A complete, word-for-word restatement of the entries is needed.
● ● ● ●
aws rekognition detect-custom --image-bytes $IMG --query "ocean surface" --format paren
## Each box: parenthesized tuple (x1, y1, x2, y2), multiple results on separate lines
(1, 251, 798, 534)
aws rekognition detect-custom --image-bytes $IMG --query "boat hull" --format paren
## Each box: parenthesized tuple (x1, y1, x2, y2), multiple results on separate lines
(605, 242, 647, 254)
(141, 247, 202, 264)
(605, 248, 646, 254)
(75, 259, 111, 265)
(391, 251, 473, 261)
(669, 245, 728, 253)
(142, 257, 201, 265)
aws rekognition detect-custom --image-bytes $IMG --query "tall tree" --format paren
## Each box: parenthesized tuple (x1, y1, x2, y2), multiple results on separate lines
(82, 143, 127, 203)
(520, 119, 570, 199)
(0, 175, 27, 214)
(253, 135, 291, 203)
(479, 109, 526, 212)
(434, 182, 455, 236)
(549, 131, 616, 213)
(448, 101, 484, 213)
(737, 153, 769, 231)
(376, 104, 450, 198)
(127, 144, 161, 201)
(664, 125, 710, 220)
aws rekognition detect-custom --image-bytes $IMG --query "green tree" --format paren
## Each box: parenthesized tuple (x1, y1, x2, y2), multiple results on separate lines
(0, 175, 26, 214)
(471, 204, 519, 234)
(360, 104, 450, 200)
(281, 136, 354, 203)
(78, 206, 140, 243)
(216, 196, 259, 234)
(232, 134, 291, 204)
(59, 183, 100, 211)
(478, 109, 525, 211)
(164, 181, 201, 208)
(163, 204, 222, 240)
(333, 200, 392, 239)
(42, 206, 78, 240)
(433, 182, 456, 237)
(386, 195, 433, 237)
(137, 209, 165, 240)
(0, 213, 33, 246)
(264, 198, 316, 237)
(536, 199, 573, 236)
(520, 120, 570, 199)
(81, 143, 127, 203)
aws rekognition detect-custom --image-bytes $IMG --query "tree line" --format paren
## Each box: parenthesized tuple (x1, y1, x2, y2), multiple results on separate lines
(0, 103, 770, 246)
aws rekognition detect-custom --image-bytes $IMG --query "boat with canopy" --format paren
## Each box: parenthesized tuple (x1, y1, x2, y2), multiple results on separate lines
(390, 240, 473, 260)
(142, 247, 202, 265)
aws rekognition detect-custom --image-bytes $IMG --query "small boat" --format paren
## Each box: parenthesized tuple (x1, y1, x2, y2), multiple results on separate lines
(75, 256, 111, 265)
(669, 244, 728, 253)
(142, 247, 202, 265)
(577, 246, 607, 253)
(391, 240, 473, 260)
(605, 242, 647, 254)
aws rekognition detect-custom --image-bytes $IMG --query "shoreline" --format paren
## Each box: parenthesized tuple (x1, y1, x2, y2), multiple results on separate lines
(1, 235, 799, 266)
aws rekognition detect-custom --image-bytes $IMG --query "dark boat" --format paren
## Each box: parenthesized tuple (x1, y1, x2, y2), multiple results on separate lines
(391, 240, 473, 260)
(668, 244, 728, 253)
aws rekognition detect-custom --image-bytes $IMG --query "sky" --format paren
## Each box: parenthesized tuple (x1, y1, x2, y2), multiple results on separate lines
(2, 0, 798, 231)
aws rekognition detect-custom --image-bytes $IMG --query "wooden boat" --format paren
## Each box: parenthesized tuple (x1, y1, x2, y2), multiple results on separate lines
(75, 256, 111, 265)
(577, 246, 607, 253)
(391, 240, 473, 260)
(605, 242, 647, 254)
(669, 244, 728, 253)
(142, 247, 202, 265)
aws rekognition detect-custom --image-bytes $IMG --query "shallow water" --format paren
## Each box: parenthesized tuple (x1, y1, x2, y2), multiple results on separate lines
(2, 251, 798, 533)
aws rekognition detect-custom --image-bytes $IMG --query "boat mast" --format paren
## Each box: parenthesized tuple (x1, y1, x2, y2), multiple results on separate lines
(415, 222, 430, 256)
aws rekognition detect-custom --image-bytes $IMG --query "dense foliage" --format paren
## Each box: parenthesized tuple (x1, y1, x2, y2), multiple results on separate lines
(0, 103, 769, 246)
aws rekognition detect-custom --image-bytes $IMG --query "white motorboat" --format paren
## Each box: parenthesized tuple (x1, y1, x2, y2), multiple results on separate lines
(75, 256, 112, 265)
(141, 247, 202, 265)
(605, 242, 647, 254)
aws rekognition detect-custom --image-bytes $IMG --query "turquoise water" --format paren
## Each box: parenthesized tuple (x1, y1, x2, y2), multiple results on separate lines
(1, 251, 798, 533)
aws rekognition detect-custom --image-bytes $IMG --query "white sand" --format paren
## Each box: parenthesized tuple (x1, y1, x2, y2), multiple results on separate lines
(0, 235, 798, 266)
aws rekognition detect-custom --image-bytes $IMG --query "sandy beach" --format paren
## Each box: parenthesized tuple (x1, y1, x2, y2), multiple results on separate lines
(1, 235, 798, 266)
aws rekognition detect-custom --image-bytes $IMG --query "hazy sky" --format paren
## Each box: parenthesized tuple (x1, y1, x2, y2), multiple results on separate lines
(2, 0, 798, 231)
● ● ● ●
## Result of the task
aws rekognition detect-custom --image-bytes $IMG --query "ocean surface" --format paren
## Each box: parenthesized tuple (x1, y1, x2, y2), multiple results on separate lines
(1, 251, 798, 534)
aws rekognition detect-custom --image-bytes $IMG --query "boat hull" --format paren
## Each box: parenthesized tuple (x1, y1, x2, y2), multiple results on separate lines
(605, 242, 647, 254)
(141, 247, 202, 264)
(605, 248, 646, 254)
(75, 259, 111, 265)
(391, 251, 473, 261)
(669, 245, 728, 253)
(142, 257, 201, 265)
aws rekognition detect-custom --image-bytes $IMG --query "tall tree" --format paren
## Each box: parenthesized tuple (x1, y1, x2, y2), multiple results on separate lines
(82, 143, 127, 203)
(520, 119, 570, 199)
(0, 175, 27, 214)
(253, 135, 291, 203)
(479, 109, 526, 212)
(434, 182, 455, 236)
(549, 131, 616, 213)
(448, 101, 484, 213)
(737, 153, 769, 231)
(376, 104, 450, 198)
(127, 144, 161, 201)
(664, 125, 710, 220)
aws rekognition detect-custom --image-bytes $IMG --query "green tree" --format paren
## Each box: parenthesized tuple (x1, y1, x2, y2), multiple results on separate lines
(0, 175, 26, 214)
(471, 204, 519, 234)
(360, 104, 450, 200)
(281, 136, 354, 203)
(78, 206, 140, 243)
(216, 196, 259, 234)
(232, 134, 291, 204)
(59, 183, 100, 211)
(478, 109, 525, 211)
(164, 181, 201, 208)
(163, 204, 222, 240)
(333, 200, 392, 239)
(42, 206, 78, 240)
(433, 182, 456, 237)
(386, 195, 433, 237)
(137, 209, 165, 240)
(0, 213, 33, 246)
(264, 198, 316, 237)
(536, 199, 573, 236)
(520, 120, 570, 199)
(81, 143, 127, 203)
aws rekognition detect-custom --image-bytes $IMG --query "tree line" --format paren
## Each box: parenthesized tuple (x1, y1, x2, y2), multiple results on separate lines
(0, 103, 770, 246)
aws rekognition detect-custom --image-bytes $IMG --query "boat with canopy" --format paren
## Each box: parenthesized tuple (x1, y1, x2, y2), multiple results on separate lines
(390, 240, 473, 260)
(142, 247, 202, 265)
aws rekognition detect-custom --image-bytes $IMG --query "small boat" --format paren
## Each box: parenthesized tuple (x1, y1, x2, y2), multiple results on separate lines
(75, 256, 111, 265)
(669, 244, 728, 253)
(142, 247, 202, 265)
(577, 246, 607, 253)
(391, 240, 473, 260)
(605, 242, 647, 254)
aws rekognition detect-custom --image-bytes $IMG --query "shoreline" --format paren
## Each box: parenthesized tuple (x1, y1, x2, y2), multiple results on separate lines
(1, 235, 799, 266)
aws rekognition detect-custom --image-bytes $IMG --query "dark boat" --format paren
## Each box: parenthesized tuple (x1, y1, x2, y2), multiple results on separate lines
(391, 240, 473, 260)
(668, 244, 728, 253)
aws rekognition detect-custom --image-bytes $IMG --query "sky" --format paren
## Each box: parenthesized tuple (x1, y1, x2, y2), multiple results on separate lines
(2, 0, 798, 231)
aws rekognition detect-custom --image-bytes $IMG --query "wooden boat" --format paren
## Each box: parenthesized tuple (x1, y1, x2, y2), multiple results on separate lines
(75, 256, 111, 265)
(577, 246, 607, 253)
(391, 240, 473, 260)
(605, 242, 647, 254)
(669, 244, 728, 253)
(142, 247, 202, 265)
aws rekognition detect-custom --image-bytes $IMG --query "shallow water" --format paren
## Each box: parenthesized tuple (x1, y1, x2, y2), multiple results on separate lines
(2, 251, 798, 533)
aws rekognition detect-custom --image-bytes $IMG --query "boat mast" --format paren
## Each box: parenthesized tuple (x1, y1, x2, y2), multiple results on separate lines
(415, 222, 430, 256)
aws rekognition detect-custom --image-bytes $IMG --query "dense foliage" --format paren
## Each box: parenthesized tuple (x1, y1, x2, y2), multiple results on separate lines
(0, 103, 769, 246)
aws rekognition detect-custom --image-bytes $IMG --query "white motorboat" --format paren
## Each box: parenthesized tuple (x1, y1, x2, y2), multiple results on separate lines
(75, 256, 112, 265)
(141, 247, 202, 265)
(605, 242, 647, 254)
aws rekognition detect-custom --image-bytes $IMG --query "turquoise water" --format paren
## Each box: parenthesized tuple (x1, y1, x2, y2), multiple results on separate lines
(1, 251, 798, 533)
aws rekognition detect-custom --image-bytes $IMG --query "white sand" --format paren
## Each box: parenthesized tuple (x1, y1, x2, y2), multiple results on separate lines
(0, 235, 798, 266)
aws rekognition detect-custom --image-bytes $IMG --query "sandy beach" --format paren
## Each box: parenthesized tuple (x1, y1, x2, y2), multiple results on separate lines
(1, 235, 798, 266)
aws rekognition detect-custom --image-bytes $IMG --query "hazy sky" --format paren
## Each box: parenthesized tuple (x1, y1, x2, y2), multiple results on separate lines
(2, 0, 798, 231)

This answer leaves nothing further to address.